UA / RU
Поддержать ZN.ua

Петр Засенко: "Аморальность разрушает душу народную и уничтожает нацию"

Поэты, имея особенно чувствительный нерв совести, часто бросаются в водоворот событий и берут ответственность на себя.

Автор: Руслан Новакович

Именно так поступил яркий представитель "шестдесятников" Петр Засенко, когда поехал на Донбасс агитировать за независимость Украины перед референдумом 1991 г. Он - тонкий лирик, блестящий переводчик, литературовед, принципиальный и скромный человек. На какой бы должности он ни был во времена Хрущева и Брежнева, он делал невозможное, чтобы настоящий талант был напечатан, несмотря на давление идеологов.

Петр Засенко также ближайший друг непревзойденного Григора Тютюнника, недавно возродил многие его новеллы по оригиналам, предусмотрительно оставленным автором побратиму.

Поэт рассказал ZN.UA о друзьях - известных поэтах, о настоящих талантах и провокаторах-графоманах, а также о том, как его вербовали в "стукачи"…

- Петр Петрович, вы начали писать стихи еще в школе, а кто у вас был примером тогда?

-Шевченко. В доме был "Кобзар", у которого даже переплеты истерлись, такой зачитанный. Отец, а позже и я, перечитали всю литературу в сельской библиотеке.

- Книги, наверное, и повлияли на ваш выбор специальности?

→ Задание
Перепишите из интервью без изменений фрагмент между словами «-Шевченко. В доме» и «в сельской библиотеке.», включая оба. Опирайтесь только на интервью и ни на что другое.

→ Материал
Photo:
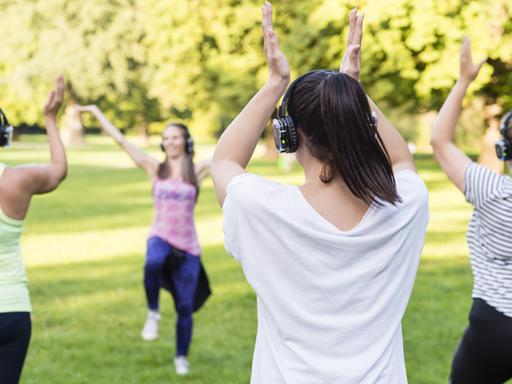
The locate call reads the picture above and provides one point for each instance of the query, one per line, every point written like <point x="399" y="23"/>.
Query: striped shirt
<point x="490" y="235"/>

→ Итоговый ответ
-Шевченко. В доме был "Кобзар", у которого даже переплеты истерлись, такой зачитанный. Отец, а позже и я, перечитали всю литературу в сельской библиотеке.